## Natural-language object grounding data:
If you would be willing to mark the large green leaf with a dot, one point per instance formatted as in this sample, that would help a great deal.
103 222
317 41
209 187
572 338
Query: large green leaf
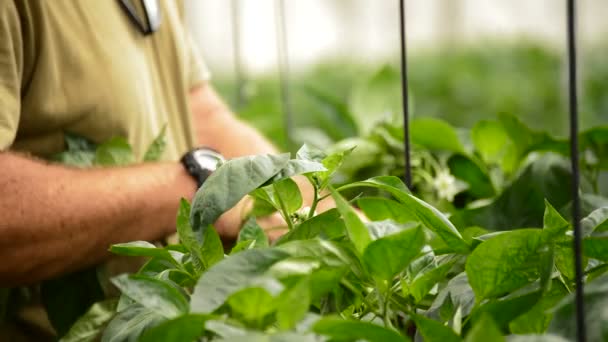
504 263
294 302
378 209
90 325
142 249
554 225
229 184
596 313
186 328
484 330
68 297
153 294
187 237
130 323
287 195
354 227
474 174
345 330
434 220
231 275
252 304
387 256
116 151
435 134
434 331
327 224
424 281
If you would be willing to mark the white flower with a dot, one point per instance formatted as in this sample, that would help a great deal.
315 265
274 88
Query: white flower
445 185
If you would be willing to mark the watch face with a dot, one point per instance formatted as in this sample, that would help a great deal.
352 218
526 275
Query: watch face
207 160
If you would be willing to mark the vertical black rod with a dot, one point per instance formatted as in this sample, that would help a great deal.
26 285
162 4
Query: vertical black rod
283 63
574 157
239 79
404 94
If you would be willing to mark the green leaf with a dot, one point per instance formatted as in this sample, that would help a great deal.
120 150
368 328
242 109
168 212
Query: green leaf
504 263
333 254
435 134
185 328
596 313
484 330
474 174
388 256
390 184
229 184
296 167
153 294
157 147
378 209
212 249
436 222
376 99
424 282
433 331
596 221
142 249
252 304
231 275
596 246
357 232
554 225
187 237
327 224
130 323
380 229
114 152
345 330
251 231
310 153
68 297
490 139
506 309
287 194
294 302
90 325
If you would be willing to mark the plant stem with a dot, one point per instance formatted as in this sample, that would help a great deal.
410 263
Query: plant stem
284 211
315 201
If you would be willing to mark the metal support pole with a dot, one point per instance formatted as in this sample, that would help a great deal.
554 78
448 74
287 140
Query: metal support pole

## WHAT IS REQUIRED:
Only the pictures are to be excluded; all other parts of the records above are to be given exactly.

## OUTPUT FOR THIS EXERCISE:
If you would be willing to mark the large green leaf with a dot, one point per instance formatted as in this sample, that would help a great deal.
103 222
317 41
209 187
572 338
Query: large green leaf
504 263
294 302
378 209
90 325
142 249
554 225
229 184
596 313
186 328
484 330
68 297
153 294
187 237
130 323
287 195
354 227
474 174
345 330
434 220
231 275
252 304
387 256
116 151
435 134
434 331
327 224
424 281
If you would be willing to mark the white flower with a dot, one point per instance formatted as in this sample, that would help a great deal.
315 265
274 88
Query: white flower
445 185
If you would be willing to mark the watch face with a dot, one point per instance formatted as in this sample, that would help a great deal.
352 218
526 275
Query: watch face
207 160
If you would be willing to mark the vertical black rod with a dot, one point per instance formatted as in this sample, that would help a great deal.
26 285
162 4
Query: vertical black rod
283 63
574 157
239 79
404 94
If you would be willing to mark the green leaf with a dot, one point per instance formatted as in this sample, that would help a great deal.
120 150
368 328
242 109
168 212
Query: green leaf
504 263
333 254
435 134
185 328
596 313
484 330
474 174
388 256
390 184
229 184
296 167
153 294
157 147
378 209
212 249
436 222
376 99
424 282
433 331
596 221
142 249
252 304
231 275
596 246
357 232
554 225
187 237
327 224
130 323
380 229
114 152
345 330
251 231
310 153
68 297
490 139
506 309
287 194
294 302
90 325
If you would be willing to mark the plant stem with a dot, one point per instance formatted as in this sample, that would help a great deal.
410 263
Query: plant stem
284 211
315 201
If you would be willing to mark the metal support pole with a dot, one point per instance formatted as in this sample, that would help a great deal.
554 78
448 74
287 140
Query: metal support pole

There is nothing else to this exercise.